● **Work task**: Repeat the records below exactly.

=== Begin Enclosure ===

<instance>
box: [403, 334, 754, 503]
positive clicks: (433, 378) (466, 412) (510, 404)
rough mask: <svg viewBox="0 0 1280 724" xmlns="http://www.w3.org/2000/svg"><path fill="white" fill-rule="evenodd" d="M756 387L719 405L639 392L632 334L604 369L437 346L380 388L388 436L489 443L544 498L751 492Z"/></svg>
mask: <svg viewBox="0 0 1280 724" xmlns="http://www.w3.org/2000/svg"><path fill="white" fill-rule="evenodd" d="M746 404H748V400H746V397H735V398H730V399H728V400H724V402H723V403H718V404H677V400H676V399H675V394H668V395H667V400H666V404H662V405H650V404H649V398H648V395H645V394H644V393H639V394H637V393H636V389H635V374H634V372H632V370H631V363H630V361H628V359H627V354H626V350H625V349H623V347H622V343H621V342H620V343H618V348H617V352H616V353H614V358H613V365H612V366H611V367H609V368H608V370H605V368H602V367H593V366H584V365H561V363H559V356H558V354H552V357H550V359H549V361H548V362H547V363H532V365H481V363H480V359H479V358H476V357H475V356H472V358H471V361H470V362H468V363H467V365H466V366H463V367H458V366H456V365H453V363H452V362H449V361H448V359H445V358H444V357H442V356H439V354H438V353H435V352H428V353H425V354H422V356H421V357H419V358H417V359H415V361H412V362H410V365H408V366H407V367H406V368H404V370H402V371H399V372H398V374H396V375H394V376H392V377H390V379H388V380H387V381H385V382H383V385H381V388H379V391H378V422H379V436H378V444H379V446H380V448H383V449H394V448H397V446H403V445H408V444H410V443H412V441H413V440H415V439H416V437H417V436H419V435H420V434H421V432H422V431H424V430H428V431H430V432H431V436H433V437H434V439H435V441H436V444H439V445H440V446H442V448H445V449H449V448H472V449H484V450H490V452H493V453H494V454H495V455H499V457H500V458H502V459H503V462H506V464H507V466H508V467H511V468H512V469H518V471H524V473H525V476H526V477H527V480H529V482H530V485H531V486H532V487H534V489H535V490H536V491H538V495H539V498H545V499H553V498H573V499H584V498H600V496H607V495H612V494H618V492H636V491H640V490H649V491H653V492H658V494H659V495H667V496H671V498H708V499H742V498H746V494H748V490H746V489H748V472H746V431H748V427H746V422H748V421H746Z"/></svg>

=== End Enclosure ===

● **Problem solution**:
<instance>
box: [403, 334, 754, 503]
positive clicks: (433, 378) (466, 412) (510, 404)
rough mask: <svg viewBox="0 0 1280 724" xmlns="http://www.w3.org/2000/svg"><path fill="white" fill-rule="evenodd" d="M756 387L719 405L639 392L632 334L604 369L437 346L380 388L388 436L489 443L544 498L751 492Z"/></svg>
mask: <svg viewBox="0 0 1280 724" xmlns="http://www.w3.org/2000/svg"><path fill="white" fill-rule="evenodd" d="M746 404H748V400H746V397H735V398H730V399H728V400H724V402H723V403H718V404H677V400H676V399H675V394H668V395H667V400H666V404H662V405H650V404H649V398H648V395H645V394H644V393H639V394H637V393H636V389H635V374H634V372H632V370H631V363H630V361H628V359H627V354H626V350H625V349H623V347H622V343H621V342H620V343H618V348H617V352H616V353H614V358H613V365H612V366H611V367H609V368H608V370H605V368H602V367H593V366H584V365H561V363H559V356H558V354H552V357H550V359H549V361H548V362H547V363H532V365H481V363H480V359H479V358H476V357H475V356H472V358H471V361H470V362H468V363H467V365H466V366H463V367H458V366H456V365H453V363H452V362H449V361H448V359H445V358H444V357H442V356H439V354H438V353H435V352H428V353H425V354H422V356H421V357H419V358H417V359H415V361H412V362H410V365H408V366H407V367H406V368H404V370H402V371H399V372H398V374H396V375H394V376H392V377H390V379H388V380H387V381H385V382H383V385H381V388H379V391H378V422H379V436H378V444H379V446H380V448H383V449H394V448H397V446H403V445H408V444H410V443H412V441H413V440H415V439H416V437H417V436H419V435H420V434H421V432H422V431H424V430H428V431H430V432H431V436H433V437H434V439H435V441H436V444H439V445H440V446H442V448H445V449H449V448H472V449H484V450H490V452H493V453H494V454H495V455H499V457H500V458H502V459H503V462H506V464H507V466H508V467H511V468H512V469H518V471H524V473H525V476H526V477H527V480H529V482H530V485H531V486H532V487H534V489H535V490H536V491H538V495H539V498H545V499H553V498H573V499H584V498H600V496H607V495H612V494H618V492H636V491H640V490H649V491H653V492H658V494H659V495H667V496H671V498H708V499H742V498H746V494H748V490H746V489H748V472H746V431H748V427H746V422H748V421H746Z"/></svg>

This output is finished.